## TEXTO DE LA PÁGINA:
--

Los cinco GB gratuitos de Apple sí los he agotado, así que ahora pago 9,99 dólares al mes por espacio de almacenamiento adicional en iCloud. Meta no tiene un máximo; como explorar Instagram, el espacio permitido es infinito.

Si de repente me quedara sin ninguno de estos servicios, la pérdida de datos sería devastadora en términos tanto personales como profesionales.

Como niña de los ochenta, solía tener limitaciones físicas sobre cuántas fotos, diarios, cintas VHS y notas aprobadas en séptimo curso podía conservar de manera razonable. Pero la inmensa extensión y el alquiler relativamente barato de la llamada nube me han convertido en un acaparador de datos. De cara a 2023, me propuse desenterrar todo lo que almacenaba en cada servicio y encontrar un lugar donde guardarlo sobre el que tuviera control. Mientras lidiaba con todos los gigabytes, mi preocupación pasó de perderlo todo a averiguar qué valía la pena guardar.

Kashmir Hill tomó esta foto en una exposición en un museo en 2011 y la conservó durante más de una década. (Kashmir Hill vía The New York Times)
Kashmir Hill tomó esta foto en una exposición en un museo en 2011 y la conservó durante más de una década. (Kashmir Hill vía The New York Times)

Recolección de datos

Encuentro casi cien fotos de una noche de noviembre de hace quince años, con mi familia en un partido de los Tampa Bay Lightning cuando mis hermanas y yo estábamos en casa por vacaciones. Estamos en la cola con un minibarril de Heineken. Mi padre posa junto al auto, haciendo una mueca divertida ante la ridiculez de una fiesta en un estacionamiento. Luego, posamos en el estadio con la pista de hockey de fondo, brindando con un desconocido junto al que nos sentamos. ¿Habíamos estrechado lazos con él durante un tercer cuarto especialmente reñido? Los metadatos del archivo JPG de Google Fotos no lo decían.

Las fotografías me transportaron a una noche muy divertida que casi había olvidado. Sin embargo, me preguntaba cómo podía haber tantas fotos de una sola noche. ¿Cómo decidir cuáles conservar y de cuáles deshacerme?

--

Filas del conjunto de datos
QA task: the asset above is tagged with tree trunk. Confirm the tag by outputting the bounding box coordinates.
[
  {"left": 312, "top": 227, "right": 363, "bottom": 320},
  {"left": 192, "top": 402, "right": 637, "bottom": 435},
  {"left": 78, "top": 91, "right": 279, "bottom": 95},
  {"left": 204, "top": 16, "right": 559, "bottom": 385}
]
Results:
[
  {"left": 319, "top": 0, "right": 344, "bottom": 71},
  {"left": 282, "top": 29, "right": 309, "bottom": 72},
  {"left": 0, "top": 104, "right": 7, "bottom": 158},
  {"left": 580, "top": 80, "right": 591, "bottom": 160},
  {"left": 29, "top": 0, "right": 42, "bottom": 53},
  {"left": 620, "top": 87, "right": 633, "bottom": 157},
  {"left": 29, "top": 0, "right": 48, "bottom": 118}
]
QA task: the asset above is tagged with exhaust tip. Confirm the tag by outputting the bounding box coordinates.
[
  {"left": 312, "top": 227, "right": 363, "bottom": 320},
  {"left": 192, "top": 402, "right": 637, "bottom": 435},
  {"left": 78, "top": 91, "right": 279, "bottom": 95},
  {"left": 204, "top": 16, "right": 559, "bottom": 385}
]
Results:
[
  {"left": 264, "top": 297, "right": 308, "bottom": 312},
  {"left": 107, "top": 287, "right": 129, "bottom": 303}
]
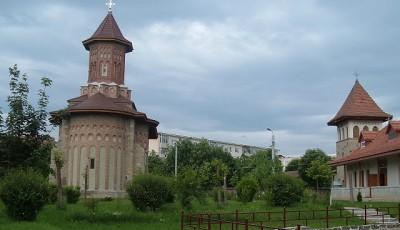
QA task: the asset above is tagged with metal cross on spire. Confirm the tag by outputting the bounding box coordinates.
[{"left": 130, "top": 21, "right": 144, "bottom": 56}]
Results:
[
  {"left": 353, "top": 71, "right": 360, "bottom": 81},
  {"left": 106, "top": 0, "right": 115, "bottom": 12}
]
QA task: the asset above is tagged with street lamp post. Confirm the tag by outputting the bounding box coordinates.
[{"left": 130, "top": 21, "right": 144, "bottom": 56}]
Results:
[
  {"left": 175, "top": 142, "right": 178, "bottom": 178},
  {"left": 267, "top": 128, "right": 275, "bottom": 172}
]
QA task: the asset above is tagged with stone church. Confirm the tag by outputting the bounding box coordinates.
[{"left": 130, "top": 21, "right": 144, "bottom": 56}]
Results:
[
  {"left": 52, "top": 10, "right": 158, "bottom": 197},
  {"left": 328, "top": 80, "right": 392, "bottom": 186}
]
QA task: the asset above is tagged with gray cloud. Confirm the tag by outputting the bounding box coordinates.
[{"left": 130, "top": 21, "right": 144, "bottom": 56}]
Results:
[{"left": 0, "top": 0, "right": 400, "bottom": 154}]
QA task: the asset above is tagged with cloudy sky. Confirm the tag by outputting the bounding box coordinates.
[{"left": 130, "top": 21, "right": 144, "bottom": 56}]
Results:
[{"left": 0, "top": 0, "right": 400, "bottom": 155}]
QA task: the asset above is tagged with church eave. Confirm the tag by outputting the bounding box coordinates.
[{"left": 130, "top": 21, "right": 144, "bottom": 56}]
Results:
[
  {"left": 328, "top": 114, "right": 393, "bottom": 126},
  {"left": 82, "top": 38, "right": 134, "bottom": 53}
]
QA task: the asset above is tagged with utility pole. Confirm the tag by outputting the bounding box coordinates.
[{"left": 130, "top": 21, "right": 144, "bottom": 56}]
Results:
[
  {"left": 175, "top": 142, "right": 178, "bottom": 178},
  {"left": 267, "top": 128, "right": 275, "bottom": 173}
]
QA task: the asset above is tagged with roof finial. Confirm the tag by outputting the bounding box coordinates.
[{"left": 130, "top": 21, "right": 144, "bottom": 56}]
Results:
[
  {"left": 106, "top": 0, "right": 115, "bottom": 13},
  {"left": 353, "top": 71, "right": 360, "bottom": 81}
]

--

## TAREAS PROPUESTAS:
A: Indica si cada afirmación coincide con el texto sobre el almacenamiento en la nube: (i) quien narra paga 9,99 dólares al mes por espacio adicional en iCloud; (ii) Meta fija un máximo de almacenamiento; (iii) las fotos del partido de hockey son de una noche de diciembre. Responde sí o no y cita textualmente las palabras decisivas.
B: Continúa el texto sobre el almacenamiento en la nube a partir de su última oración.

## RESULTADOS:
A:
(i) Sí: «ahora pago 9,99 dólares al mes por espacio de almacenamiento adicional en iCloud».
(ii) No: «Meta no tiene un máximo».
(iii) No: «Encuentro casi cien fotos de una noche de noviembre de hace quince años».

B:
Ese tipo de explosión de datos es resultado de la economía, afirmó Brewster Kahle, fundador del Archivo de Internet, un grupo sin fines de lucro con sede en San Francisco que guarda copias de sitios web y digitaliza libros y programas de televisión. Tomar una foto solía ser caro porque había que revelar una película.

“Costaba un dólar cada vez que presionabas el obturador”, explicó Kahle. “Ya no es así, así que presionamos el obturador todo el tiempo y guardamos mucho, demasiado...”.”

Yo había capturado la tarde de 2007 en Tampa, Florida, antes de la época de los teléfonos inteligentes, con una cámara digital Canon que tenía una tarjeta de memoria relativamente pequeña que vaciaba regularmente en Google Fotos. Allí encontré más de 4000 fotos, junto con diez gigabytes de datos de Blogger, Gmail, Google Chat y Google Search, cuando solicité una copia de los datos de mi cuenta mediante una herramienta de Google llamada Takeout.

Simplemente pulsé un botón y un par de días más tarde recibí mis datos en un trozo de tres archivos, lo cual era estupendo, aunque algunos de ellos, incluyendo todos mis correos electrónicos, no eran legibles por humanos. En lugar de eso, venían en un formato que había que subir a otro servicio o cuenta de Google.

Según un portavoz de la empresa, 50 millones de personas al año utilizan Takeout para descargar sus datos de 80 productos de Google, con 400.000 millones de archivos exportados en 2021. Estas personas quizá hayan tenido planes de trasladarse a un servicio diferente, simplemente querían su propia copia o estaban preservando lo que tenían en Google antes de eliminarlo de los servidores de la compañía.

Takeout fue creado en 2011 por un grupo de ingenieros de Google que se autodenominaron Frente de Liberación de Datos. Brian Fitzpatrick, un antiguo empleado de Google en Chicago que dirigió el equipo, dijo que pensaba que era importante que los usuarios de la compañía tuvieran una “rampa de salida” fácil para abandonar Google y llevarse sus datos a otra parte. Pero Fitzpatrick admitió que le preocupaba que, cuando las personas almacenan sus pertenencias digitales en el servidor de una empresa, “no piensan en ello ni se preocupan”.

Algunos de los arrendadores de mis datos fueron más complacientes que otros. Twitter, Facebook e Instagram ofrecían herramientas similares a Takeout, mientras que Apple tenía un proceso de transferencia de datos más complicado que implicaba instrucciones voluminosas y un cable USB.

La cantidad de datos que finalmente extraje fue asombrosa: más de 30.000 fotos, 2000 videos, 22.000 publicaciones en Twitter, 57.000 correos electrónicos, 15.000 páginas de viejos chats de Google y 16.000 páginas de búsquedas en Google que se remontan a 2011.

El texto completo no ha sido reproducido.